Work item: Below is a listing. Set down exactly the lines from the one containing "Query: white cloud" through the one containing "x=291, y=213", both ends included, and leave out the rest.

The input section start

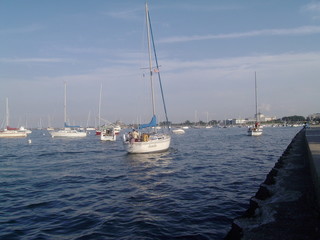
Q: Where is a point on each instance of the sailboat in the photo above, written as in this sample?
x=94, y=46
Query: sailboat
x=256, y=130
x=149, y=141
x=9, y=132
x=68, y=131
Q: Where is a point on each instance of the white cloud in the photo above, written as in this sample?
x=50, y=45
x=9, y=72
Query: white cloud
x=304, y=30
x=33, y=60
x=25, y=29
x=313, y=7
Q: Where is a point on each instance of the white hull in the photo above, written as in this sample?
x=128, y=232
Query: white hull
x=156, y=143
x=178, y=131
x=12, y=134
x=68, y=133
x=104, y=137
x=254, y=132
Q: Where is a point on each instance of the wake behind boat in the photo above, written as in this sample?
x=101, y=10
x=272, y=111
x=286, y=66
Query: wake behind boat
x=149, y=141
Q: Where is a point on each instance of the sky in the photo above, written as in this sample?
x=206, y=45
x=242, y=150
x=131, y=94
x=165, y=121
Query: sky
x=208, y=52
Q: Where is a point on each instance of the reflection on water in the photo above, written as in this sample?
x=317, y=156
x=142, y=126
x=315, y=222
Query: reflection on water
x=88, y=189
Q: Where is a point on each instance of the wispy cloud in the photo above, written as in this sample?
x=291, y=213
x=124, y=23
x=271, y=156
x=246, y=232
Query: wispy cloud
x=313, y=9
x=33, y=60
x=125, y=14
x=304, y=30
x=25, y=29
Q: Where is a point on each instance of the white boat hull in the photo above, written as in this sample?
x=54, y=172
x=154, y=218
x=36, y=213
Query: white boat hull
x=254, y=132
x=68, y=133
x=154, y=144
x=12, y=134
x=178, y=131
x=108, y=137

The input section end
The input section start

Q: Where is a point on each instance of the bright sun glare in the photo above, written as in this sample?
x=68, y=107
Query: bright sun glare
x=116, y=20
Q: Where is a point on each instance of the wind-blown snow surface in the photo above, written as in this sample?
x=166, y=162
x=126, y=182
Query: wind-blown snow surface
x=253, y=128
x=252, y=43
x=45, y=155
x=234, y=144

The input section end

Result of the task:
Query: white cloud
x=304, y=30
x=33, y=60
x=25, y=29
x=313, y=7
Q: Where is a point on each instance of the white hull in the photo above, written as in this sample?
x=128, y=232
Query: white hull
x=156, y=143
x=178, y=131
x=12, y=134
x=68, y=133
x=104, y=137
x=254, y=132
Q: Where is a point on each instance of the wake behind boat in the photo above, written as in this sample?
x=101, y=10
x=272, y=111
x=286, y=66
Query: wake behind boat
x=149, y=141
Q: Where is a point on each instance of the sky in the photo above, written as in this sample?
x=206, y=45
x=242, y=150
x=131, y=94
x=165, y=121
Query: sky
x=208, y=52
Q: Where is a point on each instance of the reflection on water in the photo above, written as in this sample?
x=317, y=156
x=142, y=126
x=315, y=222
Query: reflection on water
x=88, y=189
Q: Where is a point on each instance of the wispy cloud in the photo above, written as in this sample?
x=291, y=213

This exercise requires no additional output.